Passage given:
#####
Unicode is an important area that programmers needs to know, particularly if one is doing some form of text processing and/or internationalization and localization. Even if you are a seasoned coder, you may feel like you’re on thin ice with Unicode.

Some weeks ago, I tried to get to the bottom of Unicode, and I’m writing this article to document my understanding of it.

Common terms

First, let us look at some terms which are commonly known, but may not be as well understood.

Glyphs and Fonts

Fonts are a collection of patterns of ink on paper indicating how characters of text will look like. The pattern of ink for a given character in the set of characters is called a glyph . Depending on the font, multiple glyphs can exist for the same character.

Character set and character encoding

Every character in a character set must be identified by the computer. For this reason, every character has a code. American Standards Association created ASCII or American Standard Code for Information Interchange to achieve this.

Not only does a computer need to know the code for a character, it also needs to know how the code is to be represented. This is called encoding . For instance, in ASCII, the code for the lower case ‘a’ is ‘97’ which is encoded as a single byte ‘0x61’.

Why Unicode?

Since ASCII uses a single byte to represent the code for a character, it is not possible to support all the different characters that we have in all the languages around the world.

For this reason, a better way was looked for, to codify characters and represent them in encodings. Thus, Unicode was born.
#####
[Dataset entries]
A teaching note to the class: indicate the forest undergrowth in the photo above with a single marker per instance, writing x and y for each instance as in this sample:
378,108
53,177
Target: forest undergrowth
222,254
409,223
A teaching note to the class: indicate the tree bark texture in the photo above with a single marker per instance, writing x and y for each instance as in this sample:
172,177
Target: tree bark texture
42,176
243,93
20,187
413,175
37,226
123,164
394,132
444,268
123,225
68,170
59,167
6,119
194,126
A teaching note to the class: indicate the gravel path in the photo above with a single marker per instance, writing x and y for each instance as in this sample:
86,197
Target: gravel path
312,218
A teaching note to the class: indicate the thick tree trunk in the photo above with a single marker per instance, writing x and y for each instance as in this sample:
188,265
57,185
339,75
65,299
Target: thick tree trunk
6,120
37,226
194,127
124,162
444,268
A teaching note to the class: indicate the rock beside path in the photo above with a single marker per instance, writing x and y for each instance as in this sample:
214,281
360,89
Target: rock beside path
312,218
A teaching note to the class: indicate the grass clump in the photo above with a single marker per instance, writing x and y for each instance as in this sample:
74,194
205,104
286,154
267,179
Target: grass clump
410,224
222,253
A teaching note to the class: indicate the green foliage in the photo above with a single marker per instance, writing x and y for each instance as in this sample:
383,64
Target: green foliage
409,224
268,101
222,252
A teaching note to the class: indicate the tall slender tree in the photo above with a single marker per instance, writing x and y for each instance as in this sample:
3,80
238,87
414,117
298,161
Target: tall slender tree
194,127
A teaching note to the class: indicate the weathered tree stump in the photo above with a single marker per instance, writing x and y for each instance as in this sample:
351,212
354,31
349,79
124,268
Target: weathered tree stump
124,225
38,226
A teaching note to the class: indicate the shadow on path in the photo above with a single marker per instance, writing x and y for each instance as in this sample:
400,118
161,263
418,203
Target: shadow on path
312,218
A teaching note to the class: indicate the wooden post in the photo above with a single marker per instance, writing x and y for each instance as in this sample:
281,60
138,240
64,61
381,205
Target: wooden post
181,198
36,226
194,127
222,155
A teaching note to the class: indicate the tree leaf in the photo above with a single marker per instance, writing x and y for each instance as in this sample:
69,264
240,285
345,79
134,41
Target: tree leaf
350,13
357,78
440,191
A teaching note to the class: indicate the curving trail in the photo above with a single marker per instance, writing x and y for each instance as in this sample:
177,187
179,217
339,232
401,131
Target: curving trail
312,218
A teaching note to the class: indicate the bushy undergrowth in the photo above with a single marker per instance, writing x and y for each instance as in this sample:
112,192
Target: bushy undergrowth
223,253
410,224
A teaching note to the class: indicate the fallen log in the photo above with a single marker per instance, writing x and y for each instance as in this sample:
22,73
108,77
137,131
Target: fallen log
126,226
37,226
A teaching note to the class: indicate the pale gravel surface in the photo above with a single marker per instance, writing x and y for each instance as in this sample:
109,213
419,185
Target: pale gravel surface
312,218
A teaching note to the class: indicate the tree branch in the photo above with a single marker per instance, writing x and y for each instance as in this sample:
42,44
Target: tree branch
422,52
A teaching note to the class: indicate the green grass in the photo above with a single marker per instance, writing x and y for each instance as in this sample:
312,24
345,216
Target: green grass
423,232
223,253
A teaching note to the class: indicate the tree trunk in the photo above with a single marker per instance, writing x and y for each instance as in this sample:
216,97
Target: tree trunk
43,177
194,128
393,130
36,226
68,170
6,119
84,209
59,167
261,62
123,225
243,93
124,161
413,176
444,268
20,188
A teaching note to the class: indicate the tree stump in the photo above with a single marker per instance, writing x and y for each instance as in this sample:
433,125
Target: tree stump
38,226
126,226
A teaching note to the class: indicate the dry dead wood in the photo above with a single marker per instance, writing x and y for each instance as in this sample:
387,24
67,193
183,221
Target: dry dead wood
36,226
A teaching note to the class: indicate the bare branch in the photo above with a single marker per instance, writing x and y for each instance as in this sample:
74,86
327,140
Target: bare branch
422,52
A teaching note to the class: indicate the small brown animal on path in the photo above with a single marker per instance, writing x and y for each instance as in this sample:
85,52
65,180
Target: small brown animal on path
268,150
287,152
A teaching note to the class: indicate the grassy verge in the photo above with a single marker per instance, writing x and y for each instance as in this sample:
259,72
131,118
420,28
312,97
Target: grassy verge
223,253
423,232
#####
What is asked:
Continue the article on Unicode from where it stops, writing the next few paragraphs in the same style.

Reply to the task:
In Unicode, code points are depicted as “U+AAAA”, where AAAA is a four digit hexadecimal number. For code points beyond U+FFFF, which is the maximum, the minimum number of digits needed to express the code point are used. For example, the code point for the letter “A” of the Kharoshthi script is expressed as U+10A00.

Note that the character representations by Unicode/ASCII specify characters in an abstract way, without specifying how the characters are rendered on screen. This is done by the rendering engine, based on information such as font/glyphs, size, shape, color, style etc. Unicode is just used for encoding.

Unicode was designed to be very compatible with ASCII, and so all ASCII code points are the same in Unicode.

Lets talk about Unicode and its encoding

Next, we need to deal with how to store and transport these Unicode representations on disk and over the wire. This is achieved with Unicode encoding. Encoding defines how a Unicode is written in terms of raw bits. There are a many types of encoding defined for storing Unicode data, involving fixed and variable width.

A fixed-width encoding is one in which every code point is represented by a fixed number of bytes, while a variable-length encoding is one in which different characters can be represented by different numbers of bytes. UTF-32 and UCS2 are fixed width, UTF-7 and UTF-8 are variable width, and UTF-16 is a variable width encoding that looks deceptively similar to a fixed width encoding.

UTF-8 Encoding

UTF-8 (Unicode Transformation Format 8-bit), a variable-length encoding, is by far the most popular encoding. Compared to fixed-width encoding such as UTF-16, UTF-8 saves a considerable amount of space for the same character. It is also very flexible, as it supports encoding of a huge range of code points. UTF-8 handles compatibility with ASCII by keeping all ASCII encodings untouched, and using the higher order bits for higher code points.

Since UTF-8 is a variable length encoding, it is necessary for it to encode the length of the code point’s representation in bytes into the first byte of the encoding itself, and then use subsequent bytes to add the representable bits.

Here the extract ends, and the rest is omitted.